--- PROVIDED MATERIAL ---
++++++++++++++++++++

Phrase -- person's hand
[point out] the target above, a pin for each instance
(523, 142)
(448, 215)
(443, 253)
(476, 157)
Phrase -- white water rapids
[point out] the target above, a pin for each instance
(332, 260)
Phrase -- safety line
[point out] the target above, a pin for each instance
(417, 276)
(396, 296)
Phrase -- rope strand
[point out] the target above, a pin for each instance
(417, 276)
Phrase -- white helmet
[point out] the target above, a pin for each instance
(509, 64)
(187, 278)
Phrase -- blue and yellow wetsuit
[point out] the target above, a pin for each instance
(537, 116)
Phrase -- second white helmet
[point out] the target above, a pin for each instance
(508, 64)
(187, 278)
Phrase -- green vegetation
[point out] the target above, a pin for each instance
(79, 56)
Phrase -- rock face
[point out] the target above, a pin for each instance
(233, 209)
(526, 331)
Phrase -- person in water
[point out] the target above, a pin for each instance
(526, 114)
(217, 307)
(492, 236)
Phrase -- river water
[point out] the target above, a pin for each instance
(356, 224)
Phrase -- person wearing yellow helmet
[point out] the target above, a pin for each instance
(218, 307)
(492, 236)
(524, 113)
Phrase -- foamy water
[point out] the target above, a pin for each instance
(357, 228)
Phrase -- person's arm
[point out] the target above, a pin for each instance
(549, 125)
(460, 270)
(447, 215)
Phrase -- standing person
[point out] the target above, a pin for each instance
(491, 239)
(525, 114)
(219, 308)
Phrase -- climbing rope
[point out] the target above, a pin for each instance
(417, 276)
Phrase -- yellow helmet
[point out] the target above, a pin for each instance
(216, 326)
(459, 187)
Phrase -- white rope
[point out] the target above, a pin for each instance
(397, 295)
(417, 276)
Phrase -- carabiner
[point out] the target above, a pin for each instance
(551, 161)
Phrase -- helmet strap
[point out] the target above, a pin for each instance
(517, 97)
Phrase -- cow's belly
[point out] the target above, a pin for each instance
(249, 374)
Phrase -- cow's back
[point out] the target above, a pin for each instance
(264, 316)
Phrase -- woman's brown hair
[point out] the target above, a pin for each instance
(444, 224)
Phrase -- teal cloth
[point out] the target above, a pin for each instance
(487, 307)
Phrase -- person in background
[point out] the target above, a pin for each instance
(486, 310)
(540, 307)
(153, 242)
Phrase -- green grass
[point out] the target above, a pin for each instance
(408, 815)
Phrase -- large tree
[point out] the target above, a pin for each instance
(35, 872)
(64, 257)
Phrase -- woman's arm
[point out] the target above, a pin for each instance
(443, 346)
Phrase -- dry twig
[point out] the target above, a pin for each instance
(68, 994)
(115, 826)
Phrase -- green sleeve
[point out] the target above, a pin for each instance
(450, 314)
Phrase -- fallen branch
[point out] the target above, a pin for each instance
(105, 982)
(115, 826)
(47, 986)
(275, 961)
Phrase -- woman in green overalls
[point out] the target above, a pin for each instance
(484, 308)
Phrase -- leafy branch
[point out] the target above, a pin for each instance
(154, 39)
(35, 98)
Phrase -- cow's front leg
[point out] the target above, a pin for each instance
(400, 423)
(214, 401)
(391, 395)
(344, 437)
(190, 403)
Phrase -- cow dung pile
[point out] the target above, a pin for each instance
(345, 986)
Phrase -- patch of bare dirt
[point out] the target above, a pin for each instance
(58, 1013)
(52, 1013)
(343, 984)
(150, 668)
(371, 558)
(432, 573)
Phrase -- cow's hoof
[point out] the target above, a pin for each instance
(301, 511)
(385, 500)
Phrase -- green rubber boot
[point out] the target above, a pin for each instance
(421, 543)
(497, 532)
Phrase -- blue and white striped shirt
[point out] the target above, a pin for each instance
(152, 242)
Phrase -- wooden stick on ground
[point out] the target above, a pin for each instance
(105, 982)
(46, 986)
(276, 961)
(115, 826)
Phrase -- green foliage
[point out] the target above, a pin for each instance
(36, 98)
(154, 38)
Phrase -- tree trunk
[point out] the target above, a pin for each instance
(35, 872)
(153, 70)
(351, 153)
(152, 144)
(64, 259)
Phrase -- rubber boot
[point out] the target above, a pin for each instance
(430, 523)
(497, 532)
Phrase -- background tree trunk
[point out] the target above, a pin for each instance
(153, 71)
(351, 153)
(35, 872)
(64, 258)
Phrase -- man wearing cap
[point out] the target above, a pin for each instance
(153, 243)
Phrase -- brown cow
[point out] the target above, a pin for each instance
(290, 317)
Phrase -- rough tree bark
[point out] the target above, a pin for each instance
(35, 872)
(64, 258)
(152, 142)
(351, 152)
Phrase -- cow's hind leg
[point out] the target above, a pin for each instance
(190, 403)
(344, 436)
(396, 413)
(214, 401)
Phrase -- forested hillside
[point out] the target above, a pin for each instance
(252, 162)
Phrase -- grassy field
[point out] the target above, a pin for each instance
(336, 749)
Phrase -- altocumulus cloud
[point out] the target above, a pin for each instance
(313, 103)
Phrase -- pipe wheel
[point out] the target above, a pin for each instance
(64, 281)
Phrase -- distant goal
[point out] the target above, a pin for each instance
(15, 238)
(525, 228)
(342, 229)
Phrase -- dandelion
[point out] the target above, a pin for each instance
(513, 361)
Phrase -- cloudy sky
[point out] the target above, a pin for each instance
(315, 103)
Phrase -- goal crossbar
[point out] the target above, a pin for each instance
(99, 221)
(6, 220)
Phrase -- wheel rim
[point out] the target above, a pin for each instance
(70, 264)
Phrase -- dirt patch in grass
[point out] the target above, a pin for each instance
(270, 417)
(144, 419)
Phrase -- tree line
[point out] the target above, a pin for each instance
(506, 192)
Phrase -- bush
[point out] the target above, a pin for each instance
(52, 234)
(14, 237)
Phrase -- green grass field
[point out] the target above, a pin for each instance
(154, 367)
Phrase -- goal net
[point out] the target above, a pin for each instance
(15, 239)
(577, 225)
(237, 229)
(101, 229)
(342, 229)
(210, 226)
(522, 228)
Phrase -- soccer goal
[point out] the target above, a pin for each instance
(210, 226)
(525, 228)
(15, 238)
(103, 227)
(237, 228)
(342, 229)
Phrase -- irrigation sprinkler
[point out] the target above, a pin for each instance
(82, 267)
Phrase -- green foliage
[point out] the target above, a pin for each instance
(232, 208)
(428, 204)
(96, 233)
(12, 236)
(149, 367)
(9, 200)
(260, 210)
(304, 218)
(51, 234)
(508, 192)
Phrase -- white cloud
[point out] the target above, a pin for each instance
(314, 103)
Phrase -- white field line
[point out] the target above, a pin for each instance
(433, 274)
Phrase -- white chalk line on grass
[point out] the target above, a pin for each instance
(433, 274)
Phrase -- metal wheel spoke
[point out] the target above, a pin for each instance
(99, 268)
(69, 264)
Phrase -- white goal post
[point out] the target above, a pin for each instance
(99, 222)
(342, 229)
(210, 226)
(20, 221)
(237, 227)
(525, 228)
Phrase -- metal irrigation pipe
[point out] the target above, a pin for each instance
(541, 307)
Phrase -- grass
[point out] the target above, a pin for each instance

++++++++++++++++++++

All of the lines above need to be given again exactly.

Phrase -- person's hand
[point out] the target above, a pin for each instance
(523, 142)
(448, 215)
(443, 253)
(476, 157)
Phrase -- white water rapids
[point out] the target above, a pin for each instance
(332, 260)
Phrase -- safety line
[point out] the target above, a pin for each instance
(417, 276)
(396, 296)
Phrase -- rope strand
[point out] the target above, a pin for each instance
(417, 276)
Phrase -- white helmet
[point out] the target above, a pin for each instance
(509, 64)
(187, 278)
Phrase -- blue and yellow wetsuit
[point out] the target above, a pin for each instance
(537, 116)
Phrase -- second white helmet
[point out] the target above, a pin for each instance
(508, 64)
(187, 278)
Phrase -- green vegetation
[point out] the target above, a pin for each instance
(79, 56)
Phrase -- rock face
[point out] the target above, a pin for each instance
(233, 209)
(526, 331)
Phrase -- person in water
[point out] the target above, a pin for each instance
(526, 114)
(217, 307)
(492, 236)
Phrase -- river water
[point out] the target above, a pin for each instance
(356, 224)
Phrase -- person wearing yellow helmet
[point out] the target above, a pin for each instance
(218, 307)
(492, 236)
(524, 113)
Phrase -- foamy water
[point out] the target above, a pin for each instance
(357, 228)
Phrase -- person's arm
[point out] the target above, a pin for each instance
(549, 125)
(460, 270)
(447, 215)
Phrase -- standing person
[point out] the target above, a pin for each instance
(491, 239)
(525, 114)
(219, 308)
Phrase -- climbing rope
[point out] the target above, a pin for each instance
(417, 276)
Phrase -- yellow helmet
[point out] the target above, a pin for each instance
(216, 326)
(459, 187)
Phrase -- white rope
[point out] the target above, a pin for each instance
(397, 295)
(417, 276)
Phrase -- carabiner
[point out] the target above, a pin for each instance
(551, 161)
Phrase -- helmet strap
[point out] the target above, a pin for each instance
(517, 97)
Phrase -- cow's belly
[point out] the target above, a pin for each instance
(249, 374)
Phrase -- cow's back
[point out] the target above, a pin for each instance
(264, 316)
Phrase -- woman's brown hair
[point out] the target above, a pin for each instance
(444, 224)
Phrase -- teal cloth
[point out] the target above, a pin for each instance
(487, 307)
Phrase -- person in background
[point out] the target above, a pin for each instance
(486, 310)
(540, 307)
(153, 242)
Phrase -- green grass
[point out] the target above, a pin for each instance
(408, 815)
Phrase -- large tree
[point out] the target above, a pin for each instance
(35, 872)
(64, 257)
Phrase -- woman's arm
[point out] the target above, a pin for each instance
(443, 346)
Phrase -- dry twig
[point out] the target above, a pin for each instance
(68, 994)
(115, 826)
Phrase -- green sleeve
[point out] the target above, a pin for each instance
(450, 314)
Phrase -- fallen branch
[point out] the target above, a pin for each instance
(105, 982)
(115, 826)
(47, 986)
(275, 961)
Phrase -- woman in green overalls
[point out] the target above, a pin for each instance
(484, 308)
Phrase -- leafy branch
[point out] the target above, a pin for each instance
(154, 39)
(35, 98)
Phrase -- cow's front leg
[point out] the target above, a pin for each instance
(400, 423)
(214, 401)
(391, 395)
(344, 437)
(190, 403)
Phrase -- cow dung pile
[point out] the target above, a pin for each instance
(345, 986)
Phrase -- patch of bare dirt
[point out] the target above, a pin for each instance
(58, 1013)
(52, 1013)
(343, 984)
(150, 668)
(371, 558)
(432, 573)
Phrase -- cow's hoof
[point out] the target above, a pin for each instance
(301, 511)
(385, 500)
Phrase -- green rubber boot
[point out] the target above, a pin for each instance
(421, 543)
(497, 532)
Phrase -- blue and white striped shirt
[point out] the target above, a pin for each instance
(152, 242)
Phrase -- wooden stick on ground
[point out] the target above, a pin for each instance
(105, 982)
(46, 986)
(276, 961)
(115, 826)
Phrase -- green foliage
[point out] the target above, a pin for each instance
(36, 98)
(154, 38)
Phrase -- tree trunk
[point out] the target above, a pin for each instance
(35, 872)
(153, 70)
(351, 153)
(152, 144)
(64, 259)
Phrase -- rubber boot
[point out] the target above, a pin for each instance
(430, 523)
(497, 532)
Phrase -- background tree trunk
[point out] the target above, a pin for each instance
(153, 71)
(351, 153)
(35, 872)
(64, 258)
Phrase -- man wearing cap
[point out] the target above, a pin for each instance
(153, 243)
Phrase -- brown cow
[point out] the target above, a pin for each instance
(290, 317)
Phrase -- rough tree bark
[point out] the target above, a pin for each instance
(35, 872)
(64, 258)
(152, 142)
(351, 152)
Phrase -- cow's hind leg
[point out] the target above, a pin for each instance
(190, 403)
(344, 436)
(396, 413)
(214, 401)
Phrase -- forested hillside
[point out] the target above, a pin for each instance
(252, 162)
Phrase -- grassy field
[point out] the target above, a pin for each instance
(336, 749)
Phrase -- altocumulus cloud
[point out] the target above, a pin for each instance
(313, 103)
Phrase -- pipe wheel
[point out] the target above, a pin for each instance
(64, 281)
Phrase -- distant goal
[point out] the target above, a pin for each instance
(15, 238)
(525, 228)
(342, 229)
Phrase -- dandelion
[point out] the target above, a pin for each instance
(513, 361)
Phrase -- cloudy sky
[point out] the target above, a pin for each instance
(315, 103)
Phrase -- goal crossbar
[point out] the target above, a pin for each instance
(99, 221)
(6, 220)
Phrase -- wheel rim
[point out] the target above, a pin for each instance
(70, 264)
Phrase -- dirt patch in grass
[point out] the target above, a pin for each instance
(270, 417)
(144, 419)
Phrase -- tree line
[point out] the target above, a pin for each instance
(506, 192)
Phrase -- bush
[point out] the target above, a pin for each instance
(52, 234)
(14, 237)
Phrase -- green grass field
[point out] the target above, a pin for each instance
(154, 367)
Phrase -- goal net
[point out] the target above, a pin for each instance
(15, 239)
(577, 225)
(237, 229)
(101, 229)
(342, 229)
(210, 226)
(522, 228)
Phrase -- soccer goal
[point out] the target above, a pin for each instance
(210, 226)
(525, 228)
(15, 238)
(103, 227)
(237, 228)
(342, 229)
Phrase -- irrigation sprinkler
[point out] the target above, a pin for each instance
(82, 267)
Phrase -- green foliage
[point out] the target above, a pin for each instance
(232, 208)
(428, 204)
(96, 233)
(12, 236)
(149, 367)
(9, 200)
(260, 210)
(304, 218)
(51, 234)
(508, 192)
Phrase -- white cloud
[point out] the target above, a pin for each instance
(314, 103)
Phrase -- white field line
[point out] the target above, a pin for each instance
(433, 274)
Phrase -- white chalk line on grass
[point out] the target above, a pin for each instance
(433, 274)
Phrase -- metal wheel spoke
[point out] the target above, a pin for each instance
(99, 268)
(69, 264)
Phrase -- white goal post
[point out] the target above, a pin for each instance
(99, 222)
(342, 229)
(210, 226)
(20, 221)
(237, 227)
(525, 228)
Phrase -- metal irrigation pipe
[point out] the target above, a pin for each instance
(541, 307)
Phrase -- grass
[point out] the target above, a pin for each instance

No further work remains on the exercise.